- **Aim of the task**:
Update the records below by replacing "instance" with "occurrence" wherever it appears and changing nothing else. Leave the pictures out of your answer.
--- begin Input rows ---
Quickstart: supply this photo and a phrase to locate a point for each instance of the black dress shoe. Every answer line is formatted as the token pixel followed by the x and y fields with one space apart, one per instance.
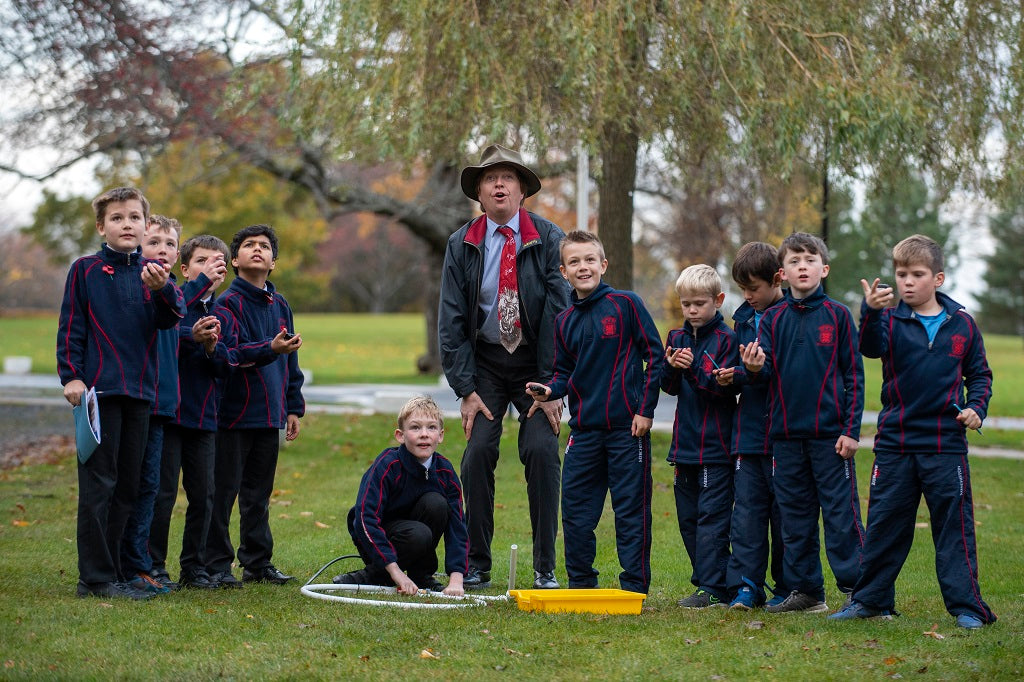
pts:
pixel 265 574
pixel 225 579
pixel 197 580
pixel 476 579
pixel 545 580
--- end Input rows ---
- **Task output**:
Quickstart: supply this photo and a phrase to locate a point for each occurrence of the black dress shoe. Every answer line is formatted as the token pixel followed by the x and y fields with one space apart, one per occurrence.
pts:
pixel 265 574
pixel 225 579
pixel 197 580
pixel 476 579
pixel 545 580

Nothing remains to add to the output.